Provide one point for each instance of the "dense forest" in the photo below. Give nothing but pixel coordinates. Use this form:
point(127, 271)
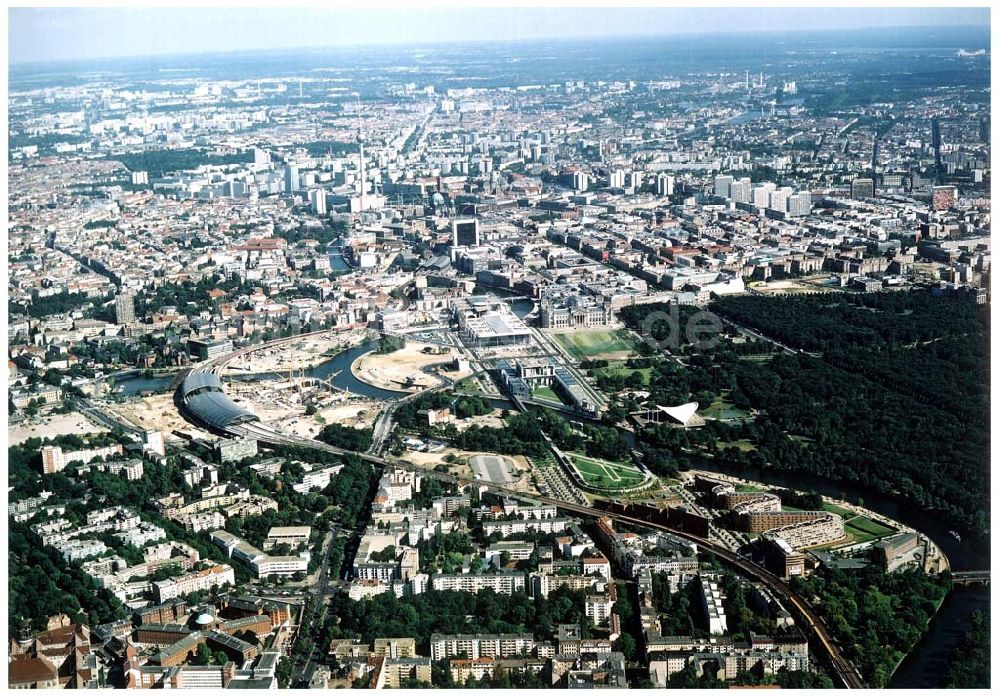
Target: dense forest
point(897, 402)
point(56, 304)
point(969, 666)
point(876, 617)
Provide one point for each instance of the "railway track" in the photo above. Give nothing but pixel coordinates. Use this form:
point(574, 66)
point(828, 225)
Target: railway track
point(842, 669)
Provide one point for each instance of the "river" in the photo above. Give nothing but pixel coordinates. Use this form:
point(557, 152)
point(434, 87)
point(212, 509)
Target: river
point(963, 556)
point(337, 369)
point(927, 665)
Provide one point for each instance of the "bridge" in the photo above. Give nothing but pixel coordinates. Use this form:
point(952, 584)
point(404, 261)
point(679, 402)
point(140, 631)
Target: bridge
point(811, 621)
point(971, 578)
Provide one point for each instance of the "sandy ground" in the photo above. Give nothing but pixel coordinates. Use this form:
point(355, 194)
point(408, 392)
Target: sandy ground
point(297, 355)
point(520, 472)
point(54, 425)
point(358, 414)
point(271, 401)
point(395, 370)
point(156, 411)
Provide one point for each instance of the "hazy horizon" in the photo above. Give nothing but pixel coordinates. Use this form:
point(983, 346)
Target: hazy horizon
point(43, 35)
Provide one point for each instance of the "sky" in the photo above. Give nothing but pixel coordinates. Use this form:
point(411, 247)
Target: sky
point(57, 34)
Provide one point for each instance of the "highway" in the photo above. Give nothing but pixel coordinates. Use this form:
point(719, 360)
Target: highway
point(810, 620)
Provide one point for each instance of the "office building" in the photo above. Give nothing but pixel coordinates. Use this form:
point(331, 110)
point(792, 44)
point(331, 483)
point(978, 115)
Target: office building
point(863, 188)
point(291, 179)
point(722, 184)
point(944, 197)
point(317, 201)
point(125, 307)
point(664, 185)
point(465, 232)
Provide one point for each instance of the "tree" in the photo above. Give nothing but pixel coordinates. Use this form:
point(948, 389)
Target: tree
point(203, 656)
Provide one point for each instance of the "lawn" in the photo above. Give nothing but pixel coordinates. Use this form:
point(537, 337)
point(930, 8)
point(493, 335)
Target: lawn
point(546, 392)
point(602, 474)
point(868, 527)
point(588, 344)
point(842, 512)
point(619, 368)
point(743, 445)
point(723, 410)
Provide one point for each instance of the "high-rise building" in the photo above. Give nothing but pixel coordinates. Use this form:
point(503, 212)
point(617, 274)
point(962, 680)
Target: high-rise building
point(125, 307)
point(317, 201)
point(863, 188)
point(944, 197)
point(664, 185)
point(465, 232)
point(800, 204)
point(936, 145)
point(739, 190)
point(722, 184)
point(291, 178)
point(761, 195)
point(778, 201)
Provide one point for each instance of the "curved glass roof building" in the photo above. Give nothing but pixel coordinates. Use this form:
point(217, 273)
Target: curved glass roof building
point(203, 397)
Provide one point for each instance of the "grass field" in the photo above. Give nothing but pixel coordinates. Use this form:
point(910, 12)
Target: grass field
point(546, 392)
point(865, 530)
point(843, 512)
point(584, 345)
point(742, 445)
point(723, 410)
point(602, 474)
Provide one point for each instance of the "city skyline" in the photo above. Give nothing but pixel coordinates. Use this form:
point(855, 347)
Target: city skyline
point(39, 35)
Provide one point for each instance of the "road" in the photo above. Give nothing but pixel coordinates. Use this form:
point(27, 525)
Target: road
point(809, 619)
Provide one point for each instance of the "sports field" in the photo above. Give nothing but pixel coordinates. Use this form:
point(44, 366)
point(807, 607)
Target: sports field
point(584, 345)
point(602, 474)
point(864, 529)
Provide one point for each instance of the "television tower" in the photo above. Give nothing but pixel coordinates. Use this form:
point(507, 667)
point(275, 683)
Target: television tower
point(361, 151)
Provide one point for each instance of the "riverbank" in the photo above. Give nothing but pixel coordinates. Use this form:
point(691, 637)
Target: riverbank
point(926, 666)
point(404, 370)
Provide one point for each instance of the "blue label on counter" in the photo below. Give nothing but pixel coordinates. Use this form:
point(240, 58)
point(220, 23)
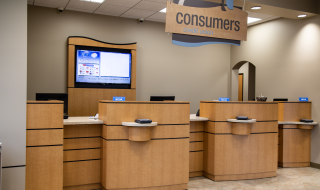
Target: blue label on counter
point(115, 98)
point(303, 99)
point(224, 99)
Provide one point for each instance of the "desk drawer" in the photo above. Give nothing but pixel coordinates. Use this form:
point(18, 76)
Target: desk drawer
point(157, 132)
point(44, 137)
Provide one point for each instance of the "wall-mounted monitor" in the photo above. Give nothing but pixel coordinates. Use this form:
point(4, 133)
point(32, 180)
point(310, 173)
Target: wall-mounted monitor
point(97, 67)
point(162, 98)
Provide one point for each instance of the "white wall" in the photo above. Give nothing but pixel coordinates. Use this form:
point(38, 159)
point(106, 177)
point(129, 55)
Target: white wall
point(13, 53)
point(191, 74)
point(286, 55)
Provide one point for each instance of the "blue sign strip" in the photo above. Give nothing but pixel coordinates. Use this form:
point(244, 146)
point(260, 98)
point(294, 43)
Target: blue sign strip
point(116, 98)
point(224, 99)
point(303, 99)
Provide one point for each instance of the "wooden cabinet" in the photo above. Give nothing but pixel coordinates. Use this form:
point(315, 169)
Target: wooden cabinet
point(160, 163)
point(236, 157)
point(44, 153)
point(294, 139)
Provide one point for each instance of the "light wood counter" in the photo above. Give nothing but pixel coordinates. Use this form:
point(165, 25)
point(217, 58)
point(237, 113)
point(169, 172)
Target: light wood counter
point(294, 136)
point(230, 153)
point(159, 163)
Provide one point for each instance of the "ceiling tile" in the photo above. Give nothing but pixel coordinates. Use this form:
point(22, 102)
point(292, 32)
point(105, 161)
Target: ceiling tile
point(51, 3)
point(111, 10)
point(138, 13)
point(150, 5)
point(30, 2)
point(158, 16)
point(82, 6)
point(122, 3)
point(155, 20)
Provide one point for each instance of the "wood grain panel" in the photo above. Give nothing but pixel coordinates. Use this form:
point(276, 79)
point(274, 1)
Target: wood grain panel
point(71, 65)
point(84, 101)
point(255, 153)
point(225, 127)
point(221, 111)
point(45, 115)
point(198, 136)
point(89, 154)
point(195, 146)
point(196, 161)
point(71, 131)
point(133, 69)
point(152, 163)
point(196, 126)
point(80, 173)
point(240, 177)
point(161, 112)
point(89, 42)
point(44, 168)
point(169, 187)
point(294, 111)
point(157, 132)
point(81, 143)
point(84, 187)
point(294, 165)
point(195, 174)
point(44, 137)
point(296, 146)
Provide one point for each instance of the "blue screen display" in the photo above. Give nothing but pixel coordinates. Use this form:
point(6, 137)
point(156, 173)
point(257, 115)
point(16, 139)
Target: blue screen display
point(103, 67)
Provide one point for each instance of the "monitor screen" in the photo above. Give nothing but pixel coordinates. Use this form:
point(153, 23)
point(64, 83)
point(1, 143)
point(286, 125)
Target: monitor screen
point(102, 67)
point(280, 99)
point(54, 96)
point(162, 98)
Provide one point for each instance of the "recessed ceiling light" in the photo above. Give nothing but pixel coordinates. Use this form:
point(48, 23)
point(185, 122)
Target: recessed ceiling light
point(256, 8)
point(94, 1)
point(251, 19)
point(163, 10)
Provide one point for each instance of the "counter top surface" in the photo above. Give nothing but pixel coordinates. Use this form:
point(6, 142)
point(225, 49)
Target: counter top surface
point(81, 121)
point(296, 123)
point(197, 118)
point(242, 121)
point(86, 120)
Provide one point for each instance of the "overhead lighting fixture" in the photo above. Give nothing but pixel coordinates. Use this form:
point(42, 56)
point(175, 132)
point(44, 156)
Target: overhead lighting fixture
point(256, 8)
point(301, 16)
point(251, 19)
point(94, 1)
point(163, 10)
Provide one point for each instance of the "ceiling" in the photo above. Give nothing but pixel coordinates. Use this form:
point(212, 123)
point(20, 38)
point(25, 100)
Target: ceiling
point(134, 9)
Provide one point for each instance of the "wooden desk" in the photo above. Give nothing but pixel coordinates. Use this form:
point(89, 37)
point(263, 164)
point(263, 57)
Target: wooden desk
point(294, 137)
point(157, 164)
point(236, 157)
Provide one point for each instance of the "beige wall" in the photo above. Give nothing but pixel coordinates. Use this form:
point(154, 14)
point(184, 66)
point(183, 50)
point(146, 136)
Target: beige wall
point(13, 53)
point(286, 55)
point(192, 74)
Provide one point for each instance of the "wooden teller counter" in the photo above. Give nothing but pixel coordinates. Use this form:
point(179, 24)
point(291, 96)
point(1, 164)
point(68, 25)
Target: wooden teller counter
point(113, 152)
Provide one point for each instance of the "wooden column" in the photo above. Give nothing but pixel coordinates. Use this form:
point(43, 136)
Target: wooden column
point(44, 154)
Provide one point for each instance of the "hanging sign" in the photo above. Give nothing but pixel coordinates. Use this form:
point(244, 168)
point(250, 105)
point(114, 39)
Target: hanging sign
point(213, 22)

○ ○ ○ ○ ○ ○ ○

_EXERCISE DESCRIPTION:_ Within the listing above, copy each line that has the string "below".

_THE COMPLETED TASK:_
Provide one point for each instance of the "dense forest" in the photo below. Give nothing but pixel coordinates. Use this form:
Provide one point for each instance of the "blue label on counter" in the photo below. Give nothing but pixel coordinates. Use this form:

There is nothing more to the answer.